_Exercise prompt:_ In the article on astronaut ice cream, what did Walt Cunningham say when asked whether his crew had the freeze-dried dessert?

[[ Source passage, beginning ]]

That chalky space ice cream you got at the gift shop? It is a crumbly con.

Any space-enthused kid has endured the crumbly, chalky agglomeration of flavors known as "astronaut ice cream." We deal with it because of the supposed connection to the lives of real space explorers.

The only problem is that astronaut ice cream is a lie.

As the above video shows, this legendary children's treat has a surprisingly murky history.

The case against astronaut ice cream

Astronaut ice cream, up close and crumbly. Phil Edwards/Vox

Apollo 7 is identified by many online sources as the only flight to harbor the chalky ice cream.

When I asked astronaut Walt Cunningham, the sole surviving member of the crew, about it, he said, "We never had that stuff." As you can hear above, he said that years later, when he first encountered the freeze-dried dessert, he wished they'd had it on Apollo 7 — but they never did.

That matches with the complete absence of ice cream from mission transcripts as well.

Jennifer Levasseur, museum curator at the National Air and Space museum, said it's likely Cunningham remembers correctly.

[[ Source passage, end ]]
[[ Source information, beginning ]]

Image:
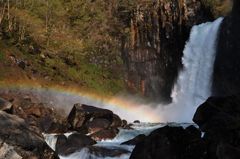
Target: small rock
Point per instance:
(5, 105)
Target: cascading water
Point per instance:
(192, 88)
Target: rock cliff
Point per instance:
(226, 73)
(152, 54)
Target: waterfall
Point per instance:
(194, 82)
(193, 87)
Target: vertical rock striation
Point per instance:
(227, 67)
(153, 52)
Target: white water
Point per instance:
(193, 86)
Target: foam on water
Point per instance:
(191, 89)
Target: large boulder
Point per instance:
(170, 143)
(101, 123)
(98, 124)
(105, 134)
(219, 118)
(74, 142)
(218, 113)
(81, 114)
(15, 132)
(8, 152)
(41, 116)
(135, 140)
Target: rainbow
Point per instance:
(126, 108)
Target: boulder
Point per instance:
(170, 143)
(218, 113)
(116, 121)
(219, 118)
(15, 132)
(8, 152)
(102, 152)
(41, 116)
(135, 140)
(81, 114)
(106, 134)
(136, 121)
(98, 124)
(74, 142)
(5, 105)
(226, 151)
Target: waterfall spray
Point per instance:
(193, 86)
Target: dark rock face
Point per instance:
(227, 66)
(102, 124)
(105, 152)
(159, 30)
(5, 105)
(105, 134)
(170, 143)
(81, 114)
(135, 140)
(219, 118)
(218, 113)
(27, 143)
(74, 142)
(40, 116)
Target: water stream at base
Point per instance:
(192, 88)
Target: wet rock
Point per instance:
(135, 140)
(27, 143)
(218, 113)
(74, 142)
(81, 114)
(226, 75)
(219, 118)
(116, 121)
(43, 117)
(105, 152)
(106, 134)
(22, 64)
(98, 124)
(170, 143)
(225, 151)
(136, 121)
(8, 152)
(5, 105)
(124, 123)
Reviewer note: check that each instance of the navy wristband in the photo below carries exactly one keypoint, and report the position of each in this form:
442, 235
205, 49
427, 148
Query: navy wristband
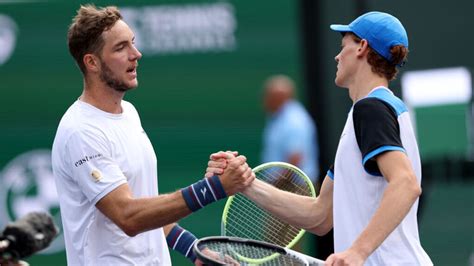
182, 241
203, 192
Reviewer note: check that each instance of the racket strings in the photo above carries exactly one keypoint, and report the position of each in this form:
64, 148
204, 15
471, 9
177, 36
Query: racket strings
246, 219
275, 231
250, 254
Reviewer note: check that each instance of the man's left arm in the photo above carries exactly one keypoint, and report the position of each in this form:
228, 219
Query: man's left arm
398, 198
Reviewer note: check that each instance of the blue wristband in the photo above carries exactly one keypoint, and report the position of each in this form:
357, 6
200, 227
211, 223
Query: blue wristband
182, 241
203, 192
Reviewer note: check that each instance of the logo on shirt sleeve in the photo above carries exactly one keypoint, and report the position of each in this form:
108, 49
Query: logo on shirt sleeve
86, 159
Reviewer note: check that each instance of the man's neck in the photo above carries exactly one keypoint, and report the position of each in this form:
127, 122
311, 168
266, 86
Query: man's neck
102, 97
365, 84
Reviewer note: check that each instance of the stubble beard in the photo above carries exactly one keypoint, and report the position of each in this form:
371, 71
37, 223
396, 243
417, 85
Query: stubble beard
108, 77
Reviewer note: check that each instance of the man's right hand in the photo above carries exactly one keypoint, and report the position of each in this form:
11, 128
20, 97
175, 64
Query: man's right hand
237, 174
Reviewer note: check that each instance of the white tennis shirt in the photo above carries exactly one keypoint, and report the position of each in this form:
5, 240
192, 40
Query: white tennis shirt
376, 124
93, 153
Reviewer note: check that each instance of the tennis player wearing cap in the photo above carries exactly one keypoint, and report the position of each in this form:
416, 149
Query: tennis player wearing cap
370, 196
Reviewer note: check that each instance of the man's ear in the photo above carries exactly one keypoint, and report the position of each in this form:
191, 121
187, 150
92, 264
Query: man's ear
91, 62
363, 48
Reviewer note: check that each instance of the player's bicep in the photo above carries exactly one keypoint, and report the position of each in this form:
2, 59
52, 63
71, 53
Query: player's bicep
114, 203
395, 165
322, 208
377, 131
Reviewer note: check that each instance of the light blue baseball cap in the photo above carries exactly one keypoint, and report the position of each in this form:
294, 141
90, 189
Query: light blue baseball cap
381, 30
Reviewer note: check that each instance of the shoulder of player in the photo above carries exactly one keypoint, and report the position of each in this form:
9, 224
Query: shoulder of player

[[ Source information, end ]]

_Solved exercise:_ He said, "We never had that stuff."